> _WHAT IS REQUIRED_
Go through the entries, filter for the word "below", and copy every line that has it.

> _RECORD SET_
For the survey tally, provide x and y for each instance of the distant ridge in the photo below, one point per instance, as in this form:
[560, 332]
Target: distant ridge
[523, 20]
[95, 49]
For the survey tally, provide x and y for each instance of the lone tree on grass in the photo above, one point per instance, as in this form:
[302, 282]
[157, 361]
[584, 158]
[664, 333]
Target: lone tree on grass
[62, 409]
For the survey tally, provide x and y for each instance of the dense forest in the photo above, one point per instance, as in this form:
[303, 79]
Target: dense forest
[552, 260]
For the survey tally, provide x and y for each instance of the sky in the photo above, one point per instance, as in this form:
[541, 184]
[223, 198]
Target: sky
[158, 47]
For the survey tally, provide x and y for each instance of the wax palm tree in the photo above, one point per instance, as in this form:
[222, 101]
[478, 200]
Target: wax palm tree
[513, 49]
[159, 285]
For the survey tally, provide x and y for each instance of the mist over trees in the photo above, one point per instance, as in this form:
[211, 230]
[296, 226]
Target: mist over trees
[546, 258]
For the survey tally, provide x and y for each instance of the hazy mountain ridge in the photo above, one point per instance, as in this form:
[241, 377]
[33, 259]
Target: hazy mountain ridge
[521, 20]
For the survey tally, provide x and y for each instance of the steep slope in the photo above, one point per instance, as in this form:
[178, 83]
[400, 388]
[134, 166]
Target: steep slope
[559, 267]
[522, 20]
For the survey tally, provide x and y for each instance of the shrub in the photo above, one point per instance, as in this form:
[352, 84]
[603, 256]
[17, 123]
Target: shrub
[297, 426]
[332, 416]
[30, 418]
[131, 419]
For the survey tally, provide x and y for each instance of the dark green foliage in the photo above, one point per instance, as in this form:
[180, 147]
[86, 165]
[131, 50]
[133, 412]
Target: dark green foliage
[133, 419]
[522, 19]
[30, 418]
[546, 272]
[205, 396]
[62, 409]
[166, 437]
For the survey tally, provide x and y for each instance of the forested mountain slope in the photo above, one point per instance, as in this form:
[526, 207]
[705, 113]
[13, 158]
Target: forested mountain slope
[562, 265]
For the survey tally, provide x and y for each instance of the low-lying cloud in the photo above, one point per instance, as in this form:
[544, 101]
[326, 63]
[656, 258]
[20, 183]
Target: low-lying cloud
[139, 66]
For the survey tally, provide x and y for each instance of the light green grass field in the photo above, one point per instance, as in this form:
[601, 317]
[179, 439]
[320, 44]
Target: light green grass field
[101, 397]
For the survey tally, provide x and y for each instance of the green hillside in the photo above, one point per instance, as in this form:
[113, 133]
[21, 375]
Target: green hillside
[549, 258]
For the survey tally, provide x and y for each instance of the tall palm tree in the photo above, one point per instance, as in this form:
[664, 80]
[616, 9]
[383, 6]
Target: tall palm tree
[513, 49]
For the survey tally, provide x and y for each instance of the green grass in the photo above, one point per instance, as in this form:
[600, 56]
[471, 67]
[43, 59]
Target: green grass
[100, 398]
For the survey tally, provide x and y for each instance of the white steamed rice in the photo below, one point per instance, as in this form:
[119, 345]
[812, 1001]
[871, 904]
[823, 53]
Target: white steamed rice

> _EXPECTED OUTPUT_
For the survey tally, provide x and y for each instance of the distant ridge in the photo below, one point per instance, as in this form:
For the survey tally, provide x and y for each instance of the white steamed rice in the photo below, one point per instance, as in this form:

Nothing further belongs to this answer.